(Stated problem): Repeat every line of the listing below exactly, minus the pictures.

(Data for the task):
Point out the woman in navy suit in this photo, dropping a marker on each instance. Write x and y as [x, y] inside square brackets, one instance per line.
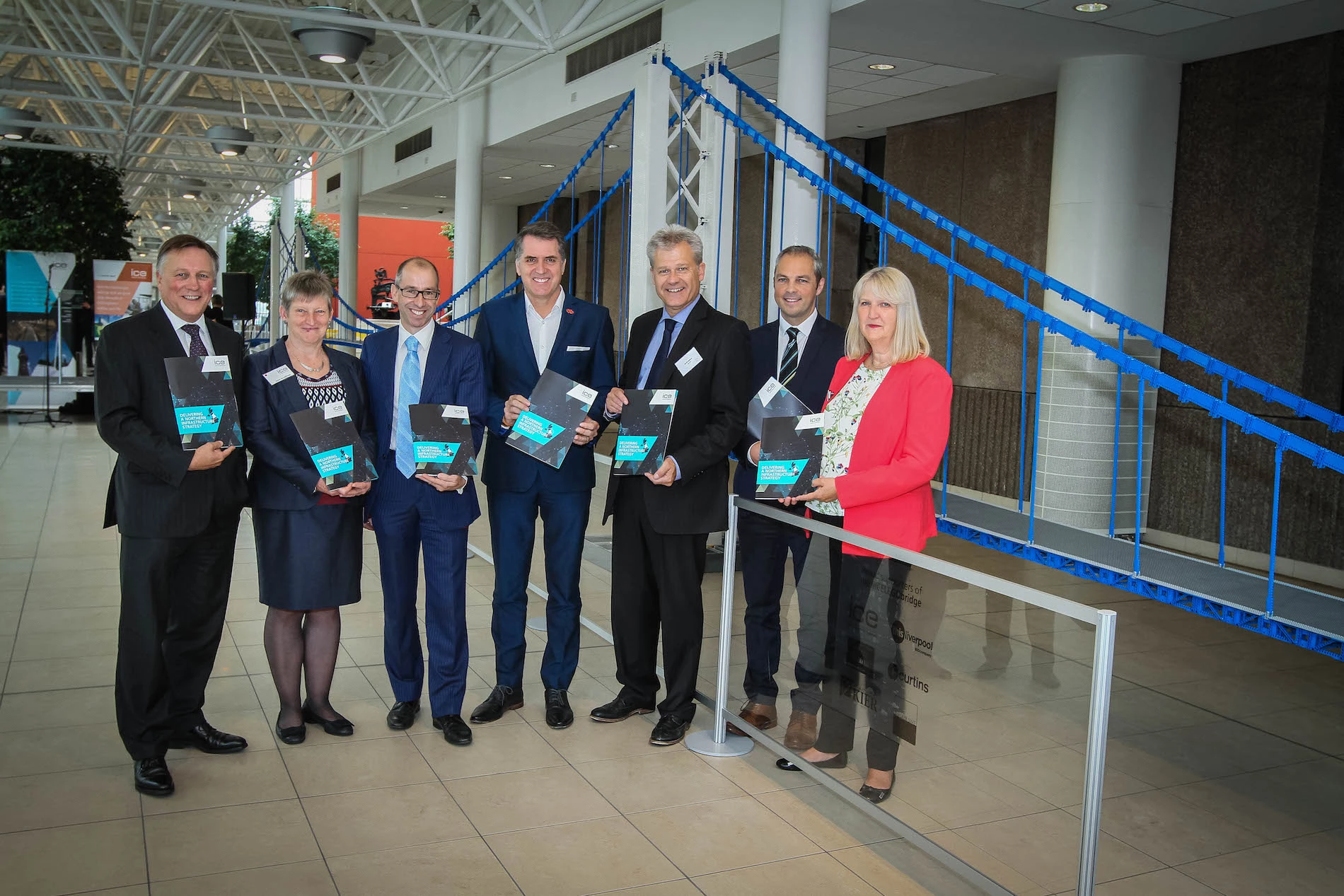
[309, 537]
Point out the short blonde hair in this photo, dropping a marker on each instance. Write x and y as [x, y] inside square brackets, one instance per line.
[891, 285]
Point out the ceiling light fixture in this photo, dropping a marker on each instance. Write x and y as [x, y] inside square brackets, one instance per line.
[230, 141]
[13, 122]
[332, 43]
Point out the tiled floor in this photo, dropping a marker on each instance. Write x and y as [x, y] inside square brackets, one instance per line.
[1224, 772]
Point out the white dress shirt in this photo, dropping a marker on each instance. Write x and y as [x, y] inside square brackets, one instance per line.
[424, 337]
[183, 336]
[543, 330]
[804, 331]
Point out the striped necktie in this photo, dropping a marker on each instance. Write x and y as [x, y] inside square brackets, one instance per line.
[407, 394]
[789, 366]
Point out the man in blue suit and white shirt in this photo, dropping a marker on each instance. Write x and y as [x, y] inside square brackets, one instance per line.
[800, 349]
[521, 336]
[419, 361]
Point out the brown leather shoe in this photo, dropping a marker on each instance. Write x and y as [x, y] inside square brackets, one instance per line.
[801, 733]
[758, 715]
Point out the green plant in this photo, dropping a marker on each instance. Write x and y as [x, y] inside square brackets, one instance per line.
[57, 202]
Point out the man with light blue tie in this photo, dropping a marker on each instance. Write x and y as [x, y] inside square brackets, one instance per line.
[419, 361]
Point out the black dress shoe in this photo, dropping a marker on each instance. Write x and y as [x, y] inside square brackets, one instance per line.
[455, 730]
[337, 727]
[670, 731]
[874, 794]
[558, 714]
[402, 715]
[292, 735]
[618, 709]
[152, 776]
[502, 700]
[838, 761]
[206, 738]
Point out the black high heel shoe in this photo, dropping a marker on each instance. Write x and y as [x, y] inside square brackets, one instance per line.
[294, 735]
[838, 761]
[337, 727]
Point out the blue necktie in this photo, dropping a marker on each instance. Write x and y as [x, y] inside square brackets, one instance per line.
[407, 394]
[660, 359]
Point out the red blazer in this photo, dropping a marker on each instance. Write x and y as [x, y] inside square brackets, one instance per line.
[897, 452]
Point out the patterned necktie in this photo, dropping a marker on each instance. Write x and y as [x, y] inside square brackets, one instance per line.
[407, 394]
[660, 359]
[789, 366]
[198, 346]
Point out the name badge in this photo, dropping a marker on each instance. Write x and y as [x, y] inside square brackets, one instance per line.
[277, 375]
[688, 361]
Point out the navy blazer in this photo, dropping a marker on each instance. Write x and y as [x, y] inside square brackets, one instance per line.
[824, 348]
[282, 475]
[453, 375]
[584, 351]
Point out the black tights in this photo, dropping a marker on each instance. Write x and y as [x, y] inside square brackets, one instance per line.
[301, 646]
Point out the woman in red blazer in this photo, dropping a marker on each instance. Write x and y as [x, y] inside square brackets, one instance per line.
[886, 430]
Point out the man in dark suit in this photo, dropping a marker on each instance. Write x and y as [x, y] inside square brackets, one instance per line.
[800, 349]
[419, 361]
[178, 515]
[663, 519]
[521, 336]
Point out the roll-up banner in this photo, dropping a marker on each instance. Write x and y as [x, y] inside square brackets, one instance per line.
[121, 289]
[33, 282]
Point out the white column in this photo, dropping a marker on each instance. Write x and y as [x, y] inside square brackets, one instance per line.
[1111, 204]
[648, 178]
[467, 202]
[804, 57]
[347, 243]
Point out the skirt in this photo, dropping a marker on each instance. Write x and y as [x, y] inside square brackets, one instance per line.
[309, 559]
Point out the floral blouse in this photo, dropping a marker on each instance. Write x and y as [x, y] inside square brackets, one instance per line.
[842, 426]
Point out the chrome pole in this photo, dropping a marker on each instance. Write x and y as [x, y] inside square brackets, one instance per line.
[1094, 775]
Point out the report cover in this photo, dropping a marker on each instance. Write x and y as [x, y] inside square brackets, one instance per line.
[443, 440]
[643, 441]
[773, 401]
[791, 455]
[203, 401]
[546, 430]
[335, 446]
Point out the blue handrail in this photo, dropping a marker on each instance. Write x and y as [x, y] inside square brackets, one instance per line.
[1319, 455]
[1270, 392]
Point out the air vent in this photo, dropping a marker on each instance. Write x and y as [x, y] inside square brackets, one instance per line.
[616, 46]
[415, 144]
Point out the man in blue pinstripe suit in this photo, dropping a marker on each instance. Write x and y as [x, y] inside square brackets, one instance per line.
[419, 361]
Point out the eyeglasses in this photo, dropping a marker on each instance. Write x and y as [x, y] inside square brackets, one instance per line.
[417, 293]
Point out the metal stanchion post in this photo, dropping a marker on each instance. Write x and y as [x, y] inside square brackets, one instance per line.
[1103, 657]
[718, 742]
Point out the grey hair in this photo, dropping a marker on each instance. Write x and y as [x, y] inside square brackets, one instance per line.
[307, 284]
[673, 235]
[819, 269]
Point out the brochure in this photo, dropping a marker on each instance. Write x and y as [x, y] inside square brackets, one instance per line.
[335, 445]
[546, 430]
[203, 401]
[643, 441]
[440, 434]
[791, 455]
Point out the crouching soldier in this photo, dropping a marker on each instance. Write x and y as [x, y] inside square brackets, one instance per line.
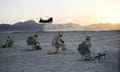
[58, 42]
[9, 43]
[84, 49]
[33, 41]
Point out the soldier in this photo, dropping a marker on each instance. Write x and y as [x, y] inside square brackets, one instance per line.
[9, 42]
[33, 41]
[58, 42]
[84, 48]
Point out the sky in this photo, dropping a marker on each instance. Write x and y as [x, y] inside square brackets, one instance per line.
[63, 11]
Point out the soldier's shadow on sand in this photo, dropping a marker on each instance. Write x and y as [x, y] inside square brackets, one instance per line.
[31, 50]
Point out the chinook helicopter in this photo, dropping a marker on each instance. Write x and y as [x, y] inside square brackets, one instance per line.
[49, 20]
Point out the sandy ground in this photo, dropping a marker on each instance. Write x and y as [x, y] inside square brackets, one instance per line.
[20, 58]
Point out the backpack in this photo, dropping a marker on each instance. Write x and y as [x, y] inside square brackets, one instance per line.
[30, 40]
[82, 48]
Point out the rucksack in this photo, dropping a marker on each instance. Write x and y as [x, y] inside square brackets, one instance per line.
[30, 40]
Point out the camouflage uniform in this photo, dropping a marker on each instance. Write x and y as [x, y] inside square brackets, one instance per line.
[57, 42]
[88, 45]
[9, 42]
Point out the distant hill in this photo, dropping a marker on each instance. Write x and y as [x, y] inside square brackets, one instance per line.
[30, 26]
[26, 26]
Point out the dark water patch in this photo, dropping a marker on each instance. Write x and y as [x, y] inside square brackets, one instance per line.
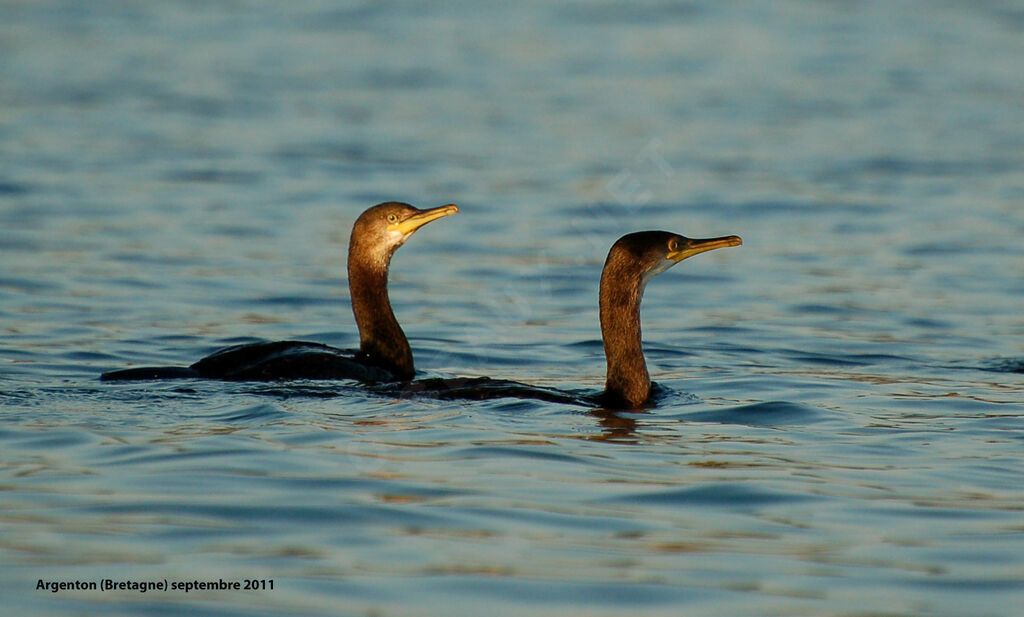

(Exercise answer):
Point out the woman in navy suit in this photo, dropping a marker on each instance. Write x and y as [x, y] inside square brackets, one instance per line.
[309, 537]
Point out the short blonde hair in this photo, dropping a marker on each instance. Write x and y as [x, y] inside square brackets, one instance per line.
[891, 285]
Point out the ceiling light fixture in this photo, dropping a marker on each instance. Write x and y as [x, y] inside square brackets, one instance per line.
[230, 141]
[13, 122]
[332, 43]
Point out the tiled floor in this photo, dropping a marker on each instance. Write x and y as [x, y] inside square brackets, one instance per line.
[1224, 772]
Point out the white dress shirt in this photo, dropping a marker on each instance. Write x and y as [x, y] inside square brackets, one instance per line.
[424, 337]
[183, 336]
[543, 330]
[804, 331]
Point out the striped necktie in this photo, dropping a marker on each instance. Write x and y as [x, y] inside square brackets, one instance per line.
[407, 394]
[789, 366]
Point out the man in blue suit and white shirt in this photo, dropping a marker on each instance. Write x and y as [x, y] inside square brackets, one instance per line.
[800, 349]
[521, 336]
[419, 361]
Point out the brown leather shoe in this photo, dropping a marker on each instance. Write x and y as [x, y] inside square brackets, one instance per line.
[801, 733]
[758, 715]
Point out the green plant in this photo, dropping a marker on each instance. Write x and y as [x, y] inside square brackets, one instance per line.
[57, 202]
Point out the man with light blue tie in this photo, dropping a marker on each instance. Write x and y as [x, y] inside square brackets, one instance per line.
[419, 361]
Point out the black dress shoe in this photo, dropping a marker on each instance. Write x and y as [x, y] inside square brackets, one instance per line.
[455, 730]
[337, 727]
[670, 731]
[874, 794]
[558, 714]
[402, 715]
[292, 735]
[618, 709]
[152, 776]
[502, 700]
[838, 761]
[206, 738]
Point out the black high heel shoe in this photo, dropping a marker on each instance. Write x and y as [x, y] inside square brackets, one instance per line.
[294, 735]
[838, 761]
[337, 727]
Point out the blue necktie in this photo, dropping a marker on each instance. Write x and y as [x, y] inside square brackets, one instance per line.
[407, 394]
[660, 359]
Point out the red blazer in this photo, dropping a marker on each instance. Write x and y as [x, y] inside square brackets, one instance per line.
[897, 452]
Point out the patterned necktie in this photo, dropping a marker on each instance. Write x and y as [x, y] inside square brackets, one instance per line.
[407, 394]
[660, 359]
[789, 366]
[198, 346]
Point out the name badge in this photo, dropping a marker on each instance. Write x and y as [x, y] inside square brackets, one instance per line.
[277, 375]
[688, 361]
Point out the navy blazer in this photo, dropping a marker on each instance. Write x and y as [x, y] inside square brackets, one instance per line.
[824, 348]
[282, 475]
[453, 375]
[584, 351]
Point out the black tights in this photo, dropping a marker on each instance. Write x and y as [x, y] inside square brackets, one instance per line.
[301, 646]
Point out the woman in red blazer in this photo, dropping a marker on each instance. Write x and y as [x, y] inside square brackets, one instance per line.
[886, 430]
Point out the man in dark suit in this photo, dropping a marker on each instance. Write x and y as [x, y] inside square brackets, one instance per line.
[800, 349]
[419, 361]
[178, 515]
[663, 519]
[521, 336]
Point out the roll-up banner in this photo, dropping a marker on each instance. Write x and y as [x, y] inside square brackets, one instance per line.
[121, 289]
[33, 282]
Point out the white column in this photo, dropping a marker on each instance. Write x and y as [x, y] inside square brackets, one instance per line.
[1111, 204]
[648, 178]
[467, 202]
[804, 57]
[347, 243]
Point out the skirt in this photo, dropping a marker on each instance. Write x and y as [x, y] inside square brackets, one instance per line.
[309, 559]
Point out the floral blouse in this photo, dropping a marker on each instance. Write x and y as [x, y] inside square brackets, one instance per line.
[842, 426]
Point out the chrome pole in this photo, dropping a marker on each instance. Write x and y as [x, y] inside square brackets, one instance per line.
[1094, 775]
Point out the report cover in this photo, dropping a marker on each instance. Write x and y as [x, y] inside square brackets, one instance per line.
[443, 440]
[643, 441]
[773, 401]
[791, 455]
[203, 401]
[546, 430]
[335, 446]
Point out the blue handrail in this photo, dropping a marker on each instance. Write x and y as [x, y] inside square brackets, one instance per line.
[1319, 455]
[1270, 392]
Point out the air vent in this photo, dropping a marker on each instance. Write x and y as [x, y] inside square brackets, one instance per line.
[616, 46]
[415, 144]
Point out the man in blue pinstripe suit in this photo, dropping a marker on each instance. Write x and y as [x, y] inside square brackets, one instance per line.
[419, 361]
Point out the eyeglasses in this photo, dropping a marker on each instance. Write x and y as [x, y] inside square brackets, one instance per line.
[417, 293]
Point out the metal stanchion post in this photo, dropping a marker on each instance. Write x and y as [x, y] inside square brackets, one instance per line.
[1103, 657]
[718, 742]
Point out the grey hair in this photo, dropping a marker on each instance. Write x and y as [x, y] inside square brackets, one instance per line.
[307, 284]
[673, 235]
[819, 269]
Point out the brochure in this photo, dropping a marker on each instance. Write x and y as [x, y] inside square brackets, one instance per line.
[335, 445]
[546, 430]
[203, 401]
[643, 441]
[440, 434]
[791, 455]
Point out the crouching soldier in this photo, dropping a marker on each instance. Write x and y as [x, y] inside square brackets, one instance per line.
[58, 42]
[9, 43]
[84, 49]
[33, 41]
Point out the soldier in this photo, dropping a marker on each instance. Write x and y as [x, y] inside square brackets, one instance per line.
[9, 42]
[33, 41]
[58, 42]
[84, 48]
Point out the sky in this photo, dropping a marker on each instance. Write x and y as [x, y] inside square brackets, one instance per line.
[63, 11]
Point out the soldier's shadow on sand in this photo, dropping a marker on each instance. Write x and y as [x, y] inside square brackets, one instance per line.
[31, 50]
Point out the chinook helicopter in this photo, dropping a marker on each instance. Write x and y as [x, y] inside square brackets, one instance per line.
[49, 20]
Point out the sandy ground in this photo, dropping a marker on each instance. Write x and y as [x, y] inside square brackets, one instance per line.
[20, 58]
Point out the backpack in this photo, dropping a marker on each instance. Write x and y as [x, y] inside square brackets, one instance per line.
[30, 40]
[82, 48]
Point out the rucksack in this photo, dropping a marker on each instance. Write x and y as [x, y] inside square brackets, one instance per line.
[30, 40]
Point out the camouflage uniform in this photo, dropping a marker on each instance. Write x and y as [x, y] inside square brackets, one instance per line.
[57, 42]
[88, 45]
[9, 42]
Point out the distant hill in this photo, dropping a marker on each instance. Write x and y as [x, y] inside square brackets, one instance per line.
[30, 26]
[26, 26]
Point out the dark water patch in this photo, dropping a marker on each instance. Write x and y as [x, y] inside square brackets, one instance per line.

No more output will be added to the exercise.